[DATA PROVIDED]:
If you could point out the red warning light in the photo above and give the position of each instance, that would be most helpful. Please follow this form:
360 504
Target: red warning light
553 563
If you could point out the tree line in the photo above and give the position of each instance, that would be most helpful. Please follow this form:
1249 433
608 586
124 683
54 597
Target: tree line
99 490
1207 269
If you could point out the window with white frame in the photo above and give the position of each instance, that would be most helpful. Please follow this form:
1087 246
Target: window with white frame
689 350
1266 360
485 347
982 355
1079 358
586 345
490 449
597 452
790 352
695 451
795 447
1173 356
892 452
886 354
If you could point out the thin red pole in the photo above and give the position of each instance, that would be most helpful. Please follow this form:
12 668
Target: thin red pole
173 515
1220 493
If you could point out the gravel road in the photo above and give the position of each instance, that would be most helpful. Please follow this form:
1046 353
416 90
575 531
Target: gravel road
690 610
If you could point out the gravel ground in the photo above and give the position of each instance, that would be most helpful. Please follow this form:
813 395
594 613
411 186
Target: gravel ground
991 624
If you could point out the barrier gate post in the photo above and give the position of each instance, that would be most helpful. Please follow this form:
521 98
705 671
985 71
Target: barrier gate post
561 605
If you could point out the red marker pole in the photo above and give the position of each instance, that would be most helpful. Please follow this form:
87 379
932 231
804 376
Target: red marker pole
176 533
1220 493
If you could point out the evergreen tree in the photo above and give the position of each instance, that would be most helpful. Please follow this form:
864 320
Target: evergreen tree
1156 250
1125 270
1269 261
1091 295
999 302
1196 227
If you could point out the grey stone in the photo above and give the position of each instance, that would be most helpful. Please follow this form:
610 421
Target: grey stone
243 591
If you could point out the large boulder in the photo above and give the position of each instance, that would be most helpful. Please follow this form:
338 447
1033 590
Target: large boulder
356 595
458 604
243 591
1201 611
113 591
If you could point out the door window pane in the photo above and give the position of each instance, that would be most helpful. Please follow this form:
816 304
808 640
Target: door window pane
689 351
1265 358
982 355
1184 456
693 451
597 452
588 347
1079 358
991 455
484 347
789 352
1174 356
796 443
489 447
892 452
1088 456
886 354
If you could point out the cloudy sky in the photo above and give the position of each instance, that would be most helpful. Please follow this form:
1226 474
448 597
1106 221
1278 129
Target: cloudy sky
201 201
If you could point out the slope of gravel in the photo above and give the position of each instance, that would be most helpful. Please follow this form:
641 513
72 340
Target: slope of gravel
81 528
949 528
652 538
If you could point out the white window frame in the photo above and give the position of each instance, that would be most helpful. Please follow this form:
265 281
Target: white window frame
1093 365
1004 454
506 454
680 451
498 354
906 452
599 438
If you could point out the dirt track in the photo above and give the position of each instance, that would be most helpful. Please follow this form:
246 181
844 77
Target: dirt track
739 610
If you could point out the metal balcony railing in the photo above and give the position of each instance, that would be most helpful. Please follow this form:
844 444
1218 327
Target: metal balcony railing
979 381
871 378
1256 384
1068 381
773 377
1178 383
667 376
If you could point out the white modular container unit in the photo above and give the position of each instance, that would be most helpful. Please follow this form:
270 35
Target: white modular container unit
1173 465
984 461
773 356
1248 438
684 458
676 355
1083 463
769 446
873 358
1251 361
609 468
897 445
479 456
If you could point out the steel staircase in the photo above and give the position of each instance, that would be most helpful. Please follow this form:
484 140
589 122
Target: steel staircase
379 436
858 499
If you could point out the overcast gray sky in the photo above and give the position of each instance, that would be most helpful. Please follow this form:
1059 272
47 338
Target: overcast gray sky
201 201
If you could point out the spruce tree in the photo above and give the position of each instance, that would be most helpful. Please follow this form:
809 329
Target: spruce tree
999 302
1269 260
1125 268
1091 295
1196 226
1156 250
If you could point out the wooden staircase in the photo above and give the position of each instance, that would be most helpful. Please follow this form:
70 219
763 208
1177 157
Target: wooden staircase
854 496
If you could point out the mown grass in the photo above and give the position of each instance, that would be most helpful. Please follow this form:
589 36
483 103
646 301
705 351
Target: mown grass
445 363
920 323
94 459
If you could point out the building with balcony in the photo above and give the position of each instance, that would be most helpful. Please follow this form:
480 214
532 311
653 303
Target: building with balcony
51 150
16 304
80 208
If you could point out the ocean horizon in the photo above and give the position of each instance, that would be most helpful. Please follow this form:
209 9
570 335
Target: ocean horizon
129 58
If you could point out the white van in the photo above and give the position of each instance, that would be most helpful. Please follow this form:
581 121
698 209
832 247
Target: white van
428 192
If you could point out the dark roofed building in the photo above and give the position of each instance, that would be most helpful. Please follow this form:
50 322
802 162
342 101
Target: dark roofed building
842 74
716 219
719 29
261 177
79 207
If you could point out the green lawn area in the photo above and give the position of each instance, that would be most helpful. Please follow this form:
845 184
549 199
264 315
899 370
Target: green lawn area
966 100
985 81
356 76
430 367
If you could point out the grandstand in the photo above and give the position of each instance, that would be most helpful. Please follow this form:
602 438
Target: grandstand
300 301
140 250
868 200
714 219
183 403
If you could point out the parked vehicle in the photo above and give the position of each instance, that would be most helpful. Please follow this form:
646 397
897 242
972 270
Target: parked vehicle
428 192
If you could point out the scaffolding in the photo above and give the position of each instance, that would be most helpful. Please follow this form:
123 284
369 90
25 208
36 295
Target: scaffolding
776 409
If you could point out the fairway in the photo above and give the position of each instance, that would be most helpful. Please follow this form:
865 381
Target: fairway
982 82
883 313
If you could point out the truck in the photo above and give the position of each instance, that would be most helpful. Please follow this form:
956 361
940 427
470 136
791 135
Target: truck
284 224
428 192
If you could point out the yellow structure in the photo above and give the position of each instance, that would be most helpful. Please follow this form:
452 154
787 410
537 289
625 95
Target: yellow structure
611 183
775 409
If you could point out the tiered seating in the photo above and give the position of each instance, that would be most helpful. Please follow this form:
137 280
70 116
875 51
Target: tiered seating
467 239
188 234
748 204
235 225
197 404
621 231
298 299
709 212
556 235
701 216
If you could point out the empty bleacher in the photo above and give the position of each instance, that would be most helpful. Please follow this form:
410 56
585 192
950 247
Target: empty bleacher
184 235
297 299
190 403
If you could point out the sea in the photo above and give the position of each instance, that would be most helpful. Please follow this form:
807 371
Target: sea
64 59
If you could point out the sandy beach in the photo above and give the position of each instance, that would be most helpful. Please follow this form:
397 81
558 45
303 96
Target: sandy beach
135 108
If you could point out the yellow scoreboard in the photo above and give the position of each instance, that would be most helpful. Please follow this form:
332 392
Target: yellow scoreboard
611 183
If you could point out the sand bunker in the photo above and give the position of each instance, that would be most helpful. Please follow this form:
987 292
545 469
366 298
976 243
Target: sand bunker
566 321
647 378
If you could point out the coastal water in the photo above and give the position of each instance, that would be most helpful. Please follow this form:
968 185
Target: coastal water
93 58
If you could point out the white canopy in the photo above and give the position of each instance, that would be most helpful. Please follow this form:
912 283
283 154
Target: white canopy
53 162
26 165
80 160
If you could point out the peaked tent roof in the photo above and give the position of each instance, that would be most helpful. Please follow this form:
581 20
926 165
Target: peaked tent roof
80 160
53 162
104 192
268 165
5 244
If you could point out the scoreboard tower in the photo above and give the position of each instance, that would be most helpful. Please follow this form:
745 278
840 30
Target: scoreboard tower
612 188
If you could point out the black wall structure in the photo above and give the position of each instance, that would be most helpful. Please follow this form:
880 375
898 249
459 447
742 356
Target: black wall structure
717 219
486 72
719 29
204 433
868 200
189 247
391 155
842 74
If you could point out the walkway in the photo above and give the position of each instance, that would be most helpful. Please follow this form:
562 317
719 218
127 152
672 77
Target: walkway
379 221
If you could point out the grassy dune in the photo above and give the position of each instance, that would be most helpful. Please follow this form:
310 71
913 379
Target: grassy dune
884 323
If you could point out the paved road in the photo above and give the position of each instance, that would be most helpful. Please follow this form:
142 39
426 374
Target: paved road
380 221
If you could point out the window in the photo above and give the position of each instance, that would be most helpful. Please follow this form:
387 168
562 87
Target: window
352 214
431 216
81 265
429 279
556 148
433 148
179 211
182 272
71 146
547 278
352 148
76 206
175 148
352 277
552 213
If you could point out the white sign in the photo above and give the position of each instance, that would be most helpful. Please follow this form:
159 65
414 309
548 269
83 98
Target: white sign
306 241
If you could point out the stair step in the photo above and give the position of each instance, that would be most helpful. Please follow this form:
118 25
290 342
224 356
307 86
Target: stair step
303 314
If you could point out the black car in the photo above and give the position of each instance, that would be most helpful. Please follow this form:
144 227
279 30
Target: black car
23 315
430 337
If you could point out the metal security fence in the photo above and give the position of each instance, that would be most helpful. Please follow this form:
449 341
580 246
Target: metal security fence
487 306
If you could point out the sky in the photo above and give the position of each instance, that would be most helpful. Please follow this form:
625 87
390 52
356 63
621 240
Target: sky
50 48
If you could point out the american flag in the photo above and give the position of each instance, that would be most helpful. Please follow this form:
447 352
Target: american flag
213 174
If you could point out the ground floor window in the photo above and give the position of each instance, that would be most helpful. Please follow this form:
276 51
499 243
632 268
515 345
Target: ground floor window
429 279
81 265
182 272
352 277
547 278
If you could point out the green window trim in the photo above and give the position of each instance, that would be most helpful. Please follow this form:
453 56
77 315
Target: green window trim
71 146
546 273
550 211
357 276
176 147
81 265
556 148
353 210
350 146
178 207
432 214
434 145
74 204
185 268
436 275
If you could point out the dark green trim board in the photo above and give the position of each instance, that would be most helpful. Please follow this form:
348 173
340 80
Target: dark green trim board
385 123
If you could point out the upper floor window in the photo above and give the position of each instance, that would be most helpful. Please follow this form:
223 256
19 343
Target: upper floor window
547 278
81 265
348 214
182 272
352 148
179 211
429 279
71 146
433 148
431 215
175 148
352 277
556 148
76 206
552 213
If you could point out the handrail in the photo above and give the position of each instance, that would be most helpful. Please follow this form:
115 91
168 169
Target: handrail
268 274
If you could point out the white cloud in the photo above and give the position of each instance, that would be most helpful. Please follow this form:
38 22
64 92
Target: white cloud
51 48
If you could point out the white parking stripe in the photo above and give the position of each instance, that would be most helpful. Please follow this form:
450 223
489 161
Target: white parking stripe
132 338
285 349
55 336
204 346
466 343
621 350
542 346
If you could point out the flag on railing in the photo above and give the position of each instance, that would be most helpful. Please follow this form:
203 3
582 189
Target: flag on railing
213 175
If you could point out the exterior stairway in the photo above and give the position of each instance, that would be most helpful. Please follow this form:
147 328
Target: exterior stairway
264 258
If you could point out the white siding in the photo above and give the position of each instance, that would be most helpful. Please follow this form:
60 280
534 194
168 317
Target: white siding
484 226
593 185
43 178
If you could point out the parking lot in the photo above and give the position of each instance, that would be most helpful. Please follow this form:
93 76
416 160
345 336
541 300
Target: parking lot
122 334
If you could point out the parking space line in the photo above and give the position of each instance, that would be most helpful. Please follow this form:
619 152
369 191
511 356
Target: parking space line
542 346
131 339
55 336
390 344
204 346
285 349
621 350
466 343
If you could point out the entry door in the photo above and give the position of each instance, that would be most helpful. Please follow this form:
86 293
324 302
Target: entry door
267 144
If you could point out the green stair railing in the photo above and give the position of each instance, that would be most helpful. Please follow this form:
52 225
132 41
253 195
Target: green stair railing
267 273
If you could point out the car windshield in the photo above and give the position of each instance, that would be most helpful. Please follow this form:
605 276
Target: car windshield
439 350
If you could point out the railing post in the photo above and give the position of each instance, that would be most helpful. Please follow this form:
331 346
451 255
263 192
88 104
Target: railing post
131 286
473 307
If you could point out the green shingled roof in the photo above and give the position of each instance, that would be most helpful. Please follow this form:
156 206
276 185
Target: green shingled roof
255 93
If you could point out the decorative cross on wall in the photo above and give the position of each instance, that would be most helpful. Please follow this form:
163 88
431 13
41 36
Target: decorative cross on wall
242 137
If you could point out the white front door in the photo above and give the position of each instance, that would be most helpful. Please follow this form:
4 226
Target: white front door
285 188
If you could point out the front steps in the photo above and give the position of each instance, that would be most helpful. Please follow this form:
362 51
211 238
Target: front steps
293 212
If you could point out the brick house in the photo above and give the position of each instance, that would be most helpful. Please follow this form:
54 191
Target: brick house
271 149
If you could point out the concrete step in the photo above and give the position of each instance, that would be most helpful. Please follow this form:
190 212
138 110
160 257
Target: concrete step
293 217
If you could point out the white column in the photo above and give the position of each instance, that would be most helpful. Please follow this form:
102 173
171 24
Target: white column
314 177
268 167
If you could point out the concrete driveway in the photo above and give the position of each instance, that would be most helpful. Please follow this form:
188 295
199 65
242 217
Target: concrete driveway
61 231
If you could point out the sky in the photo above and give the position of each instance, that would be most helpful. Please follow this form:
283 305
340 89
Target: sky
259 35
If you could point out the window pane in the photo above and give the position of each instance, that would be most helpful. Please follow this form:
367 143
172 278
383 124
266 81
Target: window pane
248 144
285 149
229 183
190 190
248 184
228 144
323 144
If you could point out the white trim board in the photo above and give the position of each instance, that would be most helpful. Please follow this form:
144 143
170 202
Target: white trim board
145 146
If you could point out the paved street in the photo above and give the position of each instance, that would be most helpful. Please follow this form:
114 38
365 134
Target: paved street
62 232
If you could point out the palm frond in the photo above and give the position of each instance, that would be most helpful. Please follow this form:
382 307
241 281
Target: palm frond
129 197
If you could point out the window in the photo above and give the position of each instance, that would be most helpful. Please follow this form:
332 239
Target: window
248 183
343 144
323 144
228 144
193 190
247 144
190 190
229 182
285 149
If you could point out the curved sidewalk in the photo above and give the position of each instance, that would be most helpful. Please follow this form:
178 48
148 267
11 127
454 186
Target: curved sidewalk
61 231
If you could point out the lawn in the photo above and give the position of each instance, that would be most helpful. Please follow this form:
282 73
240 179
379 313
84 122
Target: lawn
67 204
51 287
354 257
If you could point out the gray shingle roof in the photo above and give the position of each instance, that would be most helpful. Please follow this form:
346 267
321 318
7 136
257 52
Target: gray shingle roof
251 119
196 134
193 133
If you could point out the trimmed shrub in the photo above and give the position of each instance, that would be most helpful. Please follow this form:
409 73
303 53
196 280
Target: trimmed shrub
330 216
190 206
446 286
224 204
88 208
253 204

[WORK REQUIRED]: Retype exactly, please, each line from the line that contains "If you could point out the window pane" through the last line of the entries above, with nothing added.

[ANSWER TO THIS EXERCISE]:
If you could point out the window pane in the photo above and give the position of each instance, that would be most helpful. Please follow this form:
367 143
172 278
383 124
266 81
Target: window pane
248 144
285 149
229 183
190 190
248 184
228 144
323 144
If you could point out the white trim board in the photo above and give the position of each instance, that would be most helpful. Please follow this form:
144 143
170 202
Target: white trim board
145 146
If you could point out the paved street in the photo above and give the position of each instance, that would be most helpful. Please follow this form:
114 38
365 134
Target: paved street
62 232
If you could point out the palm frond in the photo above and give the position of each instance, that would be most helpful. Please follow this form:
382 307
241 281
Target: palm frond
129 197
If you could point out the window in the photo above and give the position of each instance, that would be most helpful. Please follow this form:
332 239
Target: window
248 183
343 144
323 144
228 144
193 190
247 144
190 190
229 182
285 149
If you could point out the curved sidewalk in the photo above and give the position of each instance, that would be most helpful. Please follow this form:
178 48
148 267
11 127
454 186
Target: curved sidewalk
61 231
If you could point out the lawn in the photo above and give the position of each instance, that would be most helpful. Please follow this form:
282 73
240 179
379 313
84 122
Target: lawn
67 204
51 287
354 257
If you could point out the gray shingle roof in the photo above and give the position of each instance, that would be most helpful. Please follow this form:
346 267
321 318
7 136
257 52
Target: gray shingle roof
251 119
196 134
193 133
If you could point out the trimmed shrub in the photo above and give the position of each instance, that would be most helpful. Please follow this form:
409 73
303 53
196 280
Target: trimmed shrub
330 216
190 206
446 286
224 204
88 208
253 204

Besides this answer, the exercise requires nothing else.